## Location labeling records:
▼

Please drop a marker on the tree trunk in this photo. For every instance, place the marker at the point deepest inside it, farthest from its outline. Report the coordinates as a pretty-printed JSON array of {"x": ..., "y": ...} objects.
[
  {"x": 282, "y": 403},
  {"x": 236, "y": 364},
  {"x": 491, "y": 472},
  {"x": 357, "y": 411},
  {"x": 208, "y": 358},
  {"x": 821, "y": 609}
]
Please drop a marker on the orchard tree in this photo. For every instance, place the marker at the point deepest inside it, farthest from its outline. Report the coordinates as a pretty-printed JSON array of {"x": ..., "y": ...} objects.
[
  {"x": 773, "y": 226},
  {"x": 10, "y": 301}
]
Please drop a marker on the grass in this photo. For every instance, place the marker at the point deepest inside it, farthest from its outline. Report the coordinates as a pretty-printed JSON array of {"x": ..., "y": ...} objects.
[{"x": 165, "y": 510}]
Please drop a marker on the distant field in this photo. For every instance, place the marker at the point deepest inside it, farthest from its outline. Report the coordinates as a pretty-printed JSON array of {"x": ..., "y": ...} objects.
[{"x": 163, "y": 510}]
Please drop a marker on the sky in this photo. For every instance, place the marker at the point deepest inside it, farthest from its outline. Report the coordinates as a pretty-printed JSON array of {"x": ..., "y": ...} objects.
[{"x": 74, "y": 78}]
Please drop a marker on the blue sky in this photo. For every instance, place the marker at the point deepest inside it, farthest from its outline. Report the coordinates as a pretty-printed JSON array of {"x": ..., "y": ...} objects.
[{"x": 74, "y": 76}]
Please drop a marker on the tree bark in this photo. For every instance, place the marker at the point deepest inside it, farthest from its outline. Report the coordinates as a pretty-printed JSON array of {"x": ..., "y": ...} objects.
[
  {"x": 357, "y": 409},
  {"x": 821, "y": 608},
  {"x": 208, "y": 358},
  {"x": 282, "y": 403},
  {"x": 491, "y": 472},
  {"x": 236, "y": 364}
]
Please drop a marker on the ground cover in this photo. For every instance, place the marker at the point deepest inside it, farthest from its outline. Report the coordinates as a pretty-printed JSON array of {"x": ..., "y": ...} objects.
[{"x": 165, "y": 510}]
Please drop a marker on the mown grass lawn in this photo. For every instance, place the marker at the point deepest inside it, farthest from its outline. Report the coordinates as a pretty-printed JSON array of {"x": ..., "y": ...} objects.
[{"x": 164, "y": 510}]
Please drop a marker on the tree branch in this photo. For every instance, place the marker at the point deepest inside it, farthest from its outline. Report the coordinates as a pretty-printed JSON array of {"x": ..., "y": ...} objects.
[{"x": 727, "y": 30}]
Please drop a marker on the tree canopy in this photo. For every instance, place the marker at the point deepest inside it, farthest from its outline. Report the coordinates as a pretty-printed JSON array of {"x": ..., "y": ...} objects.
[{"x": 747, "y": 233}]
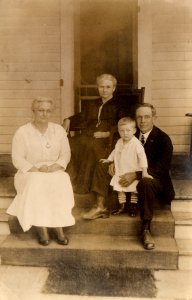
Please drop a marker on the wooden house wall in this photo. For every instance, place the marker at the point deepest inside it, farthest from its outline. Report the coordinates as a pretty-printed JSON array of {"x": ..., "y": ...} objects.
[
  {"x": 29, "y": 61},
  {"x": 172, "y": 69}
]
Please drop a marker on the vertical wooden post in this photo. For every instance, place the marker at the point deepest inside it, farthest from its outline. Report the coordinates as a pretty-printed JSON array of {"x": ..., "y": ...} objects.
[
  {"x": 145, "y": 47},
  {"x": 67, "y": 58}
]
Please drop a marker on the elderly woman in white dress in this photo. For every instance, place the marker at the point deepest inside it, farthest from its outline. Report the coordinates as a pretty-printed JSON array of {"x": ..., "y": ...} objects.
[{"x": 41, "y": 153}]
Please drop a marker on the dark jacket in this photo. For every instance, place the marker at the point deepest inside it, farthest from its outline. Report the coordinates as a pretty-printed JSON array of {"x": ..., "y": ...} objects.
[
  {"x": 159, "y": 149},
  {"x": 87, "y": 119}
]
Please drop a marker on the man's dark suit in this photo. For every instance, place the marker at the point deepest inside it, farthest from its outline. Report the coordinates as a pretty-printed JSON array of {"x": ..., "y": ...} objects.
[{"x": 158, "y": 148}]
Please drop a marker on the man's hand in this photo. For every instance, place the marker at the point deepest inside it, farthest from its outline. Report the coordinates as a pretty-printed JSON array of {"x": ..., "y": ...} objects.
[
  {"x": 34, "y": 169},
  {"x": 101, "y": 135},
  {"x": 111, "y": 170},
  {"x": 127, "y": 178}
]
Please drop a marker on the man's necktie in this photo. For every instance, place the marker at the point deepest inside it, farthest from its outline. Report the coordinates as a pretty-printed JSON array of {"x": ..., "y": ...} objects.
[{"x": 142, "y": 139}]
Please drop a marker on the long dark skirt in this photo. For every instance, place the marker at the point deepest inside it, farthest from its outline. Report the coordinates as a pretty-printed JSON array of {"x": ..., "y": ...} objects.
[{"x": 85, "y": 153}]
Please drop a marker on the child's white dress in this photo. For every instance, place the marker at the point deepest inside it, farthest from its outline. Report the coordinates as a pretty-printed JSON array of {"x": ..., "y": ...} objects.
[
  {"x": 43, "y": 199},
  {"x": 129, "y": 157}
]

▲

## REQUEST:
Render every line of the entries above as a JSON list of strings, one string per line, leaving out blank lines. Leave the pictures out of your answer.

## COMPLETE OUTPUT:
[
  "Please drop a marker on the tree trunk in this photo. For every instance, place the marker at the point deepest inside it, farthest from its outline. Report the coordinates as a pretty-printed JSON array of {\"x\": ..., \"y\": ...} objects.",
  "[",
  "  {\"x\": 282, \"y\": 403},",
  "  {\"x\": 236, \"y\": 364},",
  "  {\"x\": 491, \"y\": 472},",
  "  {\"x\": 357, \"y\": 411},",
  "  {\"x\": 208, \"y\": 358},",
  "  {\"x\": 821, \"y\": 609}",
  "]",
  "Please drop a marker on the orchard tree in this photo. For every instance, place the marker at the point deepest inside it, farthest from its outline. Report the coordinates as a pretty-printed JSON array of {\"x\": ..., \"y\": ...} objects.",
  "[",
  "  {\"x\": 773, \"y\": 226},",
  "  {\"x\": 10, \"y\": 301}",
  "]",
  "Please drop a marker on the grass in this photo. For every instance, place the marker at the point deepest inside it, farthest from its outline. Report the coordinates as a pretty-printed JSON array of {\"x\": ..., \"y\": ...} objects.",
  "[{\"x\": 165, \"y\": 510}]",
  "Please drop a marker on the distant field in this photo. For every instance, place the marker at the point deepest inside it, farthest from its outline. Report the coordinates as a pretty-printed JSON array of {\"x\": ..., \"y\": ...} objects.",
  "[{\"x\": 163, \"y\": 510}]",
  "Please drop a marker on the sky in this photo. For every instance, place the marker at the point deepest inside it, farthest from its outline. Report the coordinates as a pretty-printed JSON array of {\"x\": ..., \"y\": ...} objects.",
  "[{\"x\": 74, \"y\": 78}]",
  "Please drop a marker on the blue sky in this photo. For every instance, place the marker at the point deepest inside it, farthest from its outline. Report the coordinates as a pretty-printed JSON array of {\"x\": ..., \"y\": ...} objects.",
  "[{\"x\": 74, \"y\": 76}]",
  "Please drop a marker on the tree bark in this photo. For every instance, place the marker at the point deepest inside it, farthest from its outline. Report the coordinates as a pretty-printed JSON array of {\"x\": ..., \"y\": ...} objects.",
  "[",
  "  {\"x\": 357, \"y\": 409},",
  "  {\"x\": 821, \"y\": 608},",
  "  {\"x\": 208, \"y\": 358},",
  "  {\"x\": 282, \"y\": 403},",
  "  {\"x\": 491, \"y\": 472},",
  "  {\"x\": 236, \"y\": 364}",
  "]",
  "Please drop a marker on the ground cover in this photo. For every instance, place the marker at the point deepest inside it, farthest from its outline. Report the coordinates as a pretty-printed JSON array of {\"x\": ..., \"y\": ...} objects.",
  "[{\"x\": 165, \"y\": 510}]",
  "Please drop a marker on the mown grass lawn in this photo. For every instance, place the marker at the point deepest inside it, farthest from its outline. Report the coordinates as a pretty-printed JSON array of {\"x\": ..., \"y\": ...} objects.",
  "[{\"x\": 164, \"y\": 510}]",
  "Please drop a marker on the tree branch in this photo. For every instance, place the marker at the point deepest inside it, farthest from its outline. Report the coordinates as a pretty-printed JSON array of {\"x\": ..., \"y\": ...} objects.",
  "[{\"x\": 727, \"y\": 30}]",
  "Please drop a marker on the tree canopy in this photo. For every instance, place the marker at the point deepest inside it, farthest from its outline. Report the coordinates as a pretty-printed JSON array of {\"x\": ..., \"y\": ...} objects.",
  "[{\"x\": 747, \"y\": 233}]",
  "Please drop a marker on the wooden house wall in this photo. For every instance, place the marker at the point deepest inside it, farthest from its outline. Report the coordinates as a pretty-printed JSON array of {\"x\": ..., \"y\": ...} objects.",
  "[",
  "  {\"x\": 29, \"y\": 61},",
  "  {\"x\": 172, \"y\": 69}",
  "]",
  "Please drop a marker on the vertical wooden post in this photo. For every instance, place the marker at the point deepest inside it, farthest from its outline. Report the coordinates as a pretty-printed JSON array of {\"x\": ..., \"y\": ...} objects.",
  "[",
  "  {\"x\": 145, \"y\": 47},",
  "  {\"x\": 67, \"y\": 58}",
  "]",
  "Please drop a marker on the elderly woman in white dress in this photo. For every instance, place the marker at the point deepest inside it, farthest from its outline. Report the coordinates as a pretty-printed JSON array of {\"x\": ..., \"y\": ...} objects.",
  "[{\"x\": 41, \"y\": 153}]",
  "Please drop a marker on the dark jacket in this photo. For every instance, place the marker at the point deepest inside it, farthest from its outline. Report the coordinates as a pretty-printed JSON array of {\"x\": ..., \"y\": ...} objects.",
  "[",
  "  {\"x\": 159, \"y\": 149},",
  "  {\"x\": 87, \"y\": 119}",
  "]",
  "Please drop a marker on the man's dark suit in this photo. For every instance, place the marker at the point deepest inside it, farthest from its outline. Report the coordinates as a pretty-printed JSON array of {\"x\": ..., \"y\": ...} objects.",
  "[{\"x\": 158, \"y\": 148}]",
  "Please drop a marker on the man's hand in this photo. For every instance, place the marker at the point deepest inside it, farthest from its outline. Report the coordinates as a pretty-printed JSON array of {\"x\": ..., \"y\": ...} objects.",
  "[",
  "  {\"x\": 34, \"y\": 169},",
  "  {\"x\": 101, \"y\": 135},",
  "  {\"x\": 111, \"y\": 170},",
  "  {\"x\": 127, \"y\": 178}",
  "]",
  "Please drop a marker on the man's necktie in this photo. For every instance, place the marker at the point deepest inside it, farthest from its outline. Report the coordinates as a pretty-printed JSON array of {\"x\": ..., \"y\": ...} objects.",
  "[{\"x\": 142, \"y\": 139}]",
  "Please drop a marker on the long dark skirt in this photo. For every instance, place the marker at the point deepest inside it, farthest from its outline. Report the coordinates as a pretty-printed JSON array of {\"x\": ..., \"y\": ...} objects.",
  "[{\"x\": 85, \"y\": 153}]",
  "Please drop a marker on the child's white dress in this photo. For every instance, place the marker at the point deepest inside it, farthest from its outline. Report the coordinates as a pretty-printed JSON array of {\"x\": ..., \"y\": ...} objects.",
  "[",
  "  {\"x\": 43, \"y\": 199},",
  "  {\"x\": 129, \"y\": 157}",
  "]"
]